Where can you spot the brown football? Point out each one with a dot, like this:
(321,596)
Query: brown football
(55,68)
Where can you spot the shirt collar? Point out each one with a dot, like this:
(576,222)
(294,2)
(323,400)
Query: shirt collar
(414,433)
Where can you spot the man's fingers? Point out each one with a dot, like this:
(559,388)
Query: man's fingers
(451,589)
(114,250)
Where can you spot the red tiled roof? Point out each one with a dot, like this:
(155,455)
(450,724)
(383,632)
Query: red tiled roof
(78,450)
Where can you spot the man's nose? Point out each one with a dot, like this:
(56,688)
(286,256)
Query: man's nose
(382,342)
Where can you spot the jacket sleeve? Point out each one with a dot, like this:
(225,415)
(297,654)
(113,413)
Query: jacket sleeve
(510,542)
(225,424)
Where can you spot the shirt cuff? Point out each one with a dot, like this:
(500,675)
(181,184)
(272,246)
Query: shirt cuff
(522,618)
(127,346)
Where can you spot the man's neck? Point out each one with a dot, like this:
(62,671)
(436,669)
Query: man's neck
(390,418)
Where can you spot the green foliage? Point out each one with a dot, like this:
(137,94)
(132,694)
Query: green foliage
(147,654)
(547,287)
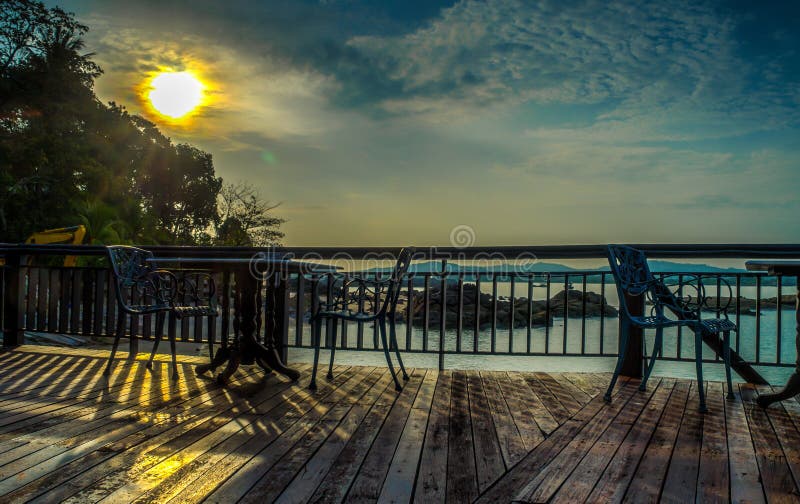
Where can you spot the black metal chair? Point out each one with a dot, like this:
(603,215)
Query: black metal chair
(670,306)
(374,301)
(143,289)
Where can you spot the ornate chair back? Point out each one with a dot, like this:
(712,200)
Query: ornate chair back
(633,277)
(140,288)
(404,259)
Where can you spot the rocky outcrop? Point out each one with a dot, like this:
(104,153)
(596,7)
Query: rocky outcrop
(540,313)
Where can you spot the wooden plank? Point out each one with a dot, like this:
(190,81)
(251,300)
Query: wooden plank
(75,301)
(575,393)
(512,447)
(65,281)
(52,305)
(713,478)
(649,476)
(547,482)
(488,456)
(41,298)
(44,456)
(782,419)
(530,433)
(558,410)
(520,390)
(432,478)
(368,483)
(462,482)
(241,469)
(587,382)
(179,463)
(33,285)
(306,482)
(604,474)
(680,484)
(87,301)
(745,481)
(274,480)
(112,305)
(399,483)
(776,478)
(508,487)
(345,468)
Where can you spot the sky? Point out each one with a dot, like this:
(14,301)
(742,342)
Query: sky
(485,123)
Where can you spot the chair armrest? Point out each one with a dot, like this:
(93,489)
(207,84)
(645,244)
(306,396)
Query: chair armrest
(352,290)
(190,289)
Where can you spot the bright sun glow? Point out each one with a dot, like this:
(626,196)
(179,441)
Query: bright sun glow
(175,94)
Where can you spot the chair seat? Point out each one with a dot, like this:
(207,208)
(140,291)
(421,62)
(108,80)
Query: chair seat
────────
Work to do = Copy all the lines above word for word, but leave out the picture.

Complete response =
Where can you spot the brown football? Point out each one with a dot, like this:
(321,596)
Query: brown football
(55,68)
Where can you spot the shirt collar? Point out each one with a dot, like this:
(576,222)
(294,2)
(323,400)
Query: shirt collar
(414,433)
Where can you spot the man's fingers? Point out each one with a dot, like this:
(559,388)
Query: man's fingers
(451,589)
(114,250)
Where can you spot the red tiled roof? Point out each one with a dot, like this:
(155,455)
(450,724)
(383,632)
Query: red tiled roof
(78,450)
Where can you spot the man's nose? Point out each one with a dot, like this:
(56,688)
(286,256)
Query: man's nose
(382,342)
Where can you spot the jacket sleeve? Point out each one with a dot, like this:
(225,415)
(297,654)
(113,413)
Query: jacket sleeve
(510,542)
(225,424)
Where can you spot the shirt cuff? Point out each one with a dot, like this:
(500,675)
(181,184)
(272,246)
Query: shirt cuff
(522,618)
(127,346)
Where can you spot the man's neck? Point out each one with a dot, like this:
(62,671)
(436,669)
Query: man's neck
(390,418)
Where can you spot the green foliage? Point out each one with a dot, like this:
(137,94)
(132,694)
Query: green foliage
(147,654)
(547,287)
Where can you spot the black metal chair? Point out each one with a dot, like this:
(603,215)
Query: black metal chair
(670,306)
(374,301)
(143,289)
Where can you spot the ornate chair back? Point out each one with a dot, like this:
(712,200)
Query: ornate chair back
(633,277)
(140,288)
(404,259)
Where can you spot the rocky outcrop? Point out each one with a dot, like this:
(104,153)
(596,7)
Query: rocky outcrop
(540,313)
Where can you spot the wooden plank? Point out each one with a dot, like this:
(190,81)
(251,300)
Query: wooden plank
(75,301)
(575,393)
(512,447)
(65,281)
(52,305)
(713,478)
(649,476)
(547,482)
(488,456)
(41,298)
(44,456)
(782,419)
(530,433)
(558,410)
(520,390)
(432,478)
(368,483)
(462,482)
(241,469)
(587,382)
(179,463)
(33,285)
(306,482)
(604,474)
(680,484)
(87,301)
(745,481)
(274,480)
(112,305)
(399,483)
(776,478)
(508,487)
(345,468)
Where can you spot the sky? Point out each one with a dot, like this:
(14,301)
(742,342)
Query: sky
(485,123)
Where can you spot the chair armrest? Point out each one with a dot, like this:
(93,489)
(207,84)
(645,244)
(306,396)
Query: chair armrest
(352,290)
(190,289)
Where can you spot the bright sun glow? Point out each one with a dot, like this:
(626,196)
(179,441)
Query: bright sun glow
(175,94)
Where can you spot the chair seat? Point out each one with a dot, like this:
(207,208)
(140,291)
(421,62)
(108,80)
Query: chair seat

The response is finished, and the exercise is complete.